* START RECORD SET *

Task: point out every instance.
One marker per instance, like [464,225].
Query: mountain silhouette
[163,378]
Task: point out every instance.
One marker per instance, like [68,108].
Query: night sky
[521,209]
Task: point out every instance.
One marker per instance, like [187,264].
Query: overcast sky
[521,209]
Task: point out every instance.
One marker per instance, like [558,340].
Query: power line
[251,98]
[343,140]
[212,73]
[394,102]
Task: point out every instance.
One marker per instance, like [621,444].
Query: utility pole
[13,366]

* END RECORD SET *
* START RECORD SET *

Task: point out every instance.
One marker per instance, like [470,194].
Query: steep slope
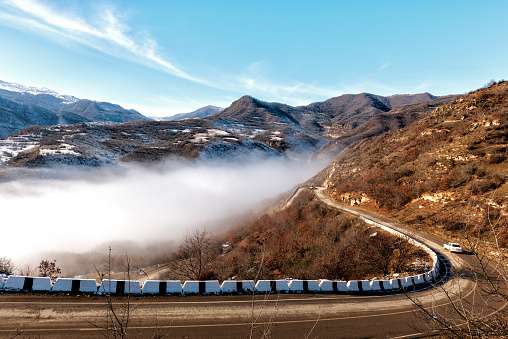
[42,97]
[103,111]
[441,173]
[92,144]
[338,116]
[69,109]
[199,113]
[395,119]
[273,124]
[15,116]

* END RECORD SET *

WORK REQUIRED
Count the lines in the rows above that contain the word "like". Reply with the number alone.

CORRECT OUTPUT
6